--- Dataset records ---
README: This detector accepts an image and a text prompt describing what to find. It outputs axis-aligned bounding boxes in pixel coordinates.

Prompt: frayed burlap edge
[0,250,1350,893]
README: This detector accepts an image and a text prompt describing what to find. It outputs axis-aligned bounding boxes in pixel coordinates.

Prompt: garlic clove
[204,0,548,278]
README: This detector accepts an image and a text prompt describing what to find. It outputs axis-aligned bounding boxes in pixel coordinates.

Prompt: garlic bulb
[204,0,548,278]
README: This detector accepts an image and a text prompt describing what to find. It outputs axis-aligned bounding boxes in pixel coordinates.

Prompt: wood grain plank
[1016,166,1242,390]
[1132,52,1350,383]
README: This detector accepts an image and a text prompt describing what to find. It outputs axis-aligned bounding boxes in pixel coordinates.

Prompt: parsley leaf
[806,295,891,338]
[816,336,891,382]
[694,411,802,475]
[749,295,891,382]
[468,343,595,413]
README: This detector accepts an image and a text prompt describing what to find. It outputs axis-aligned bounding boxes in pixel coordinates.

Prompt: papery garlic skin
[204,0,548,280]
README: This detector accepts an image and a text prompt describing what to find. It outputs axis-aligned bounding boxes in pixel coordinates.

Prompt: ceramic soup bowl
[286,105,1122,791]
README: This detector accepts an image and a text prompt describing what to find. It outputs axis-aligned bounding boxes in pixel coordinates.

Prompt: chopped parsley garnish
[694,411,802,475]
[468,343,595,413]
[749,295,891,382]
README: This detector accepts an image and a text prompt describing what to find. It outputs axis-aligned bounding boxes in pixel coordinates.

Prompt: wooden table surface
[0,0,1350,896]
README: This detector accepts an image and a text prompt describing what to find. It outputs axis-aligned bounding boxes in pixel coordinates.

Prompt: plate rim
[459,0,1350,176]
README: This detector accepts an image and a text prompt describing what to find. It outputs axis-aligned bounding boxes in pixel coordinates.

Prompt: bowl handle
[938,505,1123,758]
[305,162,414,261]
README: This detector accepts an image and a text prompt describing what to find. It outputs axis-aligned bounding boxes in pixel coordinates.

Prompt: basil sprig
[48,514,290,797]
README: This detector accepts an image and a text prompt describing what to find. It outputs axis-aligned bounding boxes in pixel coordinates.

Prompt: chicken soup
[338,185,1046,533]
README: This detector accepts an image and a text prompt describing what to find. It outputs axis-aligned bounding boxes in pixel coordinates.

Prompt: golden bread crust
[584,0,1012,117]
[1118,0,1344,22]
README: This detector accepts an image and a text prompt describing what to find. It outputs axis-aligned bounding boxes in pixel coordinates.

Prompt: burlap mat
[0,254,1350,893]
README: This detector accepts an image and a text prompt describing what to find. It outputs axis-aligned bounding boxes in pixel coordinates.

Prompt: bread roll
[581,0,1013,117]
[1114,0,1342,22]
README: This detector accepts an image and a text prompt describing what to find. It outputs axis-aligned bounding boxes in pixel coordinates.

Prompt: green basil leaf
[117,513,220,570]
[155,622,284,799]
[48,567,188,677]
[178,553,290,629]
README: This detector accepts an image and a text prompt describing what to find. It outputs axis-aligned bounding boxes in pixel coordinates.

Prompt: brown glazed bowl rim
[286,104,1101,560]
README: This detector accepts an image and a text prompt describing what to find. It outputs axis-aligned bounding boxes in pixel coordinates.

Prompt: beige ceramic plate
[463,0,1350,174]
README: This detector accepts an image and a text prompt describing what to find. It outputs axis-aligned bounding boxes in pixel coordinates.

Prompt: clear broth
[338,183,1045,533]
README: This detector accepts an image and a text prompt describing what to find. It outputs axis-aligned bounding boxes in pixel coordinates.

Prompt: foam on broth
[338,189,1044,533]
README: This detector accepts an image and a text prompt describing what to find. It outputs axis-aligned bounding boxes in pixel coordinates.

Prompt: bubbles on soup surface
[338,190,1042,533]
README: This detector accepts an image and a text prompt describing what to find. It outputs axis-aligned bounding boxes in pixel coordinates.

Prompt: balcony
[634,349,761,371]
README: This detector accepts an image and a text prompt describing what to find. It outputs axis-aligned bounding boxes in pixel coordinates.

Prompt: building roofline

--- WHAT IS EXPECTED ---
Could you recast every line of the material above as a numbered list, leaving out the blank lines?

--- TASK RESPONSE ---
1. README: This detector accepts an image and a text prompt describing what to find. It outputs axis-aligned bounding boxes in pixel coordinates.
2. Prompt: frayed burlap edge
3. [0,250,1350,893]
4. README: This detector accepts an image and a text prompt describing what to find. It outputs axis-aligned bounding boxes in pixel coordinates.
5. Prompt: garlic clove
6. [204,0,548,278]
7. README: This detector accepts an image and a text prompt describing what to find. It outputs axis-aligned bounding boxes in pixel coordinates.
8. Prompt: garlic bulb
9. [204,0,548,278]
10. README: This detector accepts an image and a text prompt describing what to find. It outputs axis-aligned bounding boxes in pixel coordinates.
11. Prompt: wood grain plank
12. [1016,166,1242,390]
13. [1132,52,1350,383]
14. README: This detector accepts an image and a text prompt describing what to find. It outputs axis-aligned bounding boxes in pixel coordinates.
15. Prompt: parsley leaf
16. [806,295,891,338]
17. [816,336,891,382]
18. [694,411,802,475]
19. [749,295,891,382]
20. [468,343,595,413]
21. README: This detector accepts an image and a text prompt describing what to find. It outputs axis-aligned bounding boxes in pixel coordinates.
22. Prompt: papery garlic skin
23. [204,0,548,280]
24. README: This detector accepts an image and a text prompt describing what to find. It outputs axis-aligned bounding boxes in pixel coordinates.
25. Prompt: ceramic soup bowl
26. [286,105,1122,791]
27. README: This detector accepts an image and a text prompt describing what to find. It outputs axis-aligned bounding boxes in pixel coordinates.
28. Prompt: chopped parsley garnish
29. [694,411,802,475]
30. [468,343,595,413]
31. [749,295,891,382]
32. README: This detector accepts an image and a text prompt describing what to find. It outputs axis-aligned bounding boxes in pixel coordinates.
33. Prompt: wooden table surface
34. [0,0,1350,896]
35. README: This detector accepts an image and a text prompt describing what to find. It outputs axis-aligned bounding boxes in pixel coordinates.
36. Prompt: plate rim
37. [459,0,1350,176]
38. README: This detector accepts an image and a text prompt describing what to find. It outputs axis-aligned bounding boxes in pixel coordinates.
39. Prompt: bowl handle
40. [938,505,1123,758]
41. [305,162,414,261]
42. README: This detector accepts an image and a text prompt describing what to find. It outputs axis-aligned bounding boxes in pixel coordinates.
43. Prompt: basil sprig
44. [48,514,290,797]
45. README: This detector accepts an image and a text prompt describing what to find. It outputs axis-aligned bounding boxes in pixel coordinates.
46. Prompt: chicken soup
47. [338,185,1046,533]
48. README: This detector accepts an image and a text prompt describing what to find. It outputs axis-aligned bounding boxes in pixel coordinates.
49. Prompt: golden bread crust
50. [584,0,1012,117]
51. [1118,0,1344,22]
52. README: This detector accepts an image and a text prompt describing what to find. It outputs axis-aligned bounding boxes in pixel coordinates.
53. Prompt: burlap mat
54. [0,254,1350,893]
55. README: This detector accepts an image and a text prompt describing what to find. It outputs axis-aligned bounding boxes in pixel coordinates.
56. Prompt: bread roll
57. [581,0,1013,117]
58. [1114,0,1342,22]
59. README: This detector accepts an image and a text prompt describing what to find. It outputs axis-aligned bounding boxes in pixel coordinates.
60. Prompt: green basil leaf
61. [117,513,220,570]
62. [155,622,284,799]
63. [48,567,188,677]
64. [178,553,290,629]
65. README: This detector accepts an image and a text prompt describing what to find. It outputs axis-aligned bounding boxes in pixel coordinates.
66. Prompt: brown glazed bowl rim
67. [286,104,1101,560]
68. README: This detector accepts an image and a text prompt describing what to find. It outputs axis-aligned bounding boxes in pixel coordinates.
69. Prompt: beige ceramic plate
70. [463,0,1350,174]
71. README: This detector accepts an image and a text prompt describing what to find. It outputs axis-aligned bounding boxes in pixel coordinates.
72. Prompt: clear broth
73. [338,183,1045,533]
74. README: This detector accepts an image and a text prompt describing what to find. It outputs axis-aligned bounding boxes in pixel coordinates.
75. Prompt: foam on broth
76. [338,189,1044,533]
77. README: This detector accepts an image and a text prompt describing what to find. It outputs axis-aligned bounding boxes in pixel coordinates.
78. Prompt: bubbles on soup surface
79. [338,190,1042,533]
80. README: This detector accepts an image and a text prompt describing what to find. It outputs axis-aligned bounding boxes in pixel coordinates.
81. Prompt: balcony
82. [634,349,761,371]
83. README: This detector accepts an image and a text prompt describing what to find. It outputs axis-aligned bounding boxes in pixel coordinates.
84. Prompt: building roofline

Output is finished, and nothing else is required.